▶ [WHAT IS NEEDED]:
Which lines of the records below contain the string "laptop"? Pick out each of those lines in full, matching case exactly.
— BEGIN INPUT FOR THIS TASK —
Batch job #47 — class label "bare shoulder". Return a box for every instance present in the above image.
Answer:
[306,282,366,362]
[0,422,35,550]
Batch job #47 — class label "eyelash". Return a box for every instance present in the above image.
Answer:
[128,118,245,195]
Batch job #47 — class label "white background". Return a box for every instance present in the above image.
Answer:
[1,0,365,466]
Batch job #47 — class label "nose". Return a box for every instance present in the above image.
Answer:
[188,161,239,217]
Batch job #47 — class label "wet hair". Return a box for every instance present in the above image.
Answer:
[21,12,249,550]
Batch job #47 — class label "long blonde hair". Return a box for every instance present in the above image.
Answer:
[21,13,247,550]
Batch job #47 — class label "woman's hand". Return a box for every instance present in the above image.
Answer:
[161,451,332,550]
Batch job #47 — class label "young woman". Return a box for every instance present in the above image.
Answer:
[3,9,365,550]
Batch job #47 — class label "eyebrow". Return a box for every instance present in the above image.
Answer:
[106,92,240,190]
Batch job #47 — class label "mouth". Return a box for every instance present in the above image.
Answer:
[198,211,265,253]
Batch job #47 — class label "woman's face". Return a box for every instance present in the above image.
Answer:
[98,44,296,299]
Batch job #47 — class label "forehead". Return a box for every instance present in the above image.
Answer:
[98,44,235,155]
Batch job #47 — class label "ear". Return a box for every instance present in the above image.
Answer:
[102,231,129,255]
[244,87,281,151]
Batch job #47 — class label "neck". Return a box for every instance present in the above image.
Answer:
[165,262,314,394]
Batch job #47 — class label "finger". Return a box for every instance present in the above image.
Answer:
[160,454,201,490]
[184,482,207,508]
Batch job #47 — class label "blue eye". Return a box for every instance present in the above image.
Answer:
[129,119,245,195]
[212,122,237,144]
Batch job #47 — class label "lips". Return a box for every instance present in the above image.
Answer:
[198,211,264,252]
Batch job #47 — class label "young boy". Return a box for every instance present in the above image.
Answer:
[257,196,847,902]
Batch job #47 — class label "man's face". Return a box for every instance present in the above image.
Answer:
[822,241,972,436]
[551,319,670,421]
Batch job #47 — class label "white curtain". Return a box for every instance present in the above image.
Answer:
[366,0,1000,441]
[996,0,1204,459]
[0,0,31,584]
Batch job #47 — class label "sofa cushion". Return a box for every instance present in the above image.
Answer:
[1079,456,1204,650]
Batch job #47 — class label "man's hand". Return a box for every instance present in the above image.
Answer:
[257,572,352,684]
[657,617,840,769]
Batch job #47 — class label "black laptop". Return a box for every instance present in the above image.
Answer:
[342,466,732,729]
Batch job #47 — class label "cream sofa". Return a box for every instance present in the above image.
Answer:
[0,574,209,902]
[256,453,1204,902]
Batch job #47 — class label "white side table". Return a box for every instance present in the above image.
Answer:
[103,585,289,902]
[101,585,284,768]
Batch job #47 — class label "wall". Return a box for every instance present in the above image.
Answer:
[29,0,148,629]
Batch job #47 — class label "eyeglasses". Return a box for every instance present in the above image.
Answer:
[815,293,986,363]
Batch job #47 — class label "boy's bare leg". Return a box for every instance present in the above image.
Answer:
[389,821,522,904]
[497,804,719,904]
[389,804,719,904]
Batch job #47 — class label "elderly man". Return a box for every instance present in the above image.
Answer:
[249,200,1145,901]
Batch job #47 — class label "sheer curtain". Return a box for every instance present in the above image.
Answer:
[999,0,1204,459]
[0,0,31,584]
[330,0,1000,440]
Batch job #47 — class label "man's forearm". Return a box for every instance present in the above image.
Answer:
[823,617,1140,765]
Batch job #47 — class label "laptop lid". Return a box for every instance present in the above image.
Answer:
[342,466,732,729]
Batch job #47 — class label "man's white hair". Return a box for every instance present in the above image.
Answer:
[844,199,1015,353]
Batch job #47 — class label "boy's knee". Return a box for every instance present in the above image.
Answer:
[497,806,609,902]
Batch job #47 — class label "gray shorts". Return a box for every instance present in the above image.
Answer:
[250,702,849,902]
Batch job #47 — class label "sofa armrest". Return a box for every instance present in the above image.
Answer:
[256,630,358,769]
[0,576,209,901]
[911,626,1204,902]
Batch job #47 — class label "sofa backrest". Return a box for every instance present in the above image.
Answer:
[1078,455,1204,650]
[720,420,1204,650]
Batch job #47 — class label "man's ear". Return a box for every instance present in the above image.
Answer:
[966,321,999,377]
— END INPUT FOR THIS TASK —
▶ [EXERCISE SOLUTION]:
Batch job #47 — class label "black laptop". Return a box for every instance present in the above image.
Batch job #47 — class label "laptop lid". Return a box for every instance present in the above image.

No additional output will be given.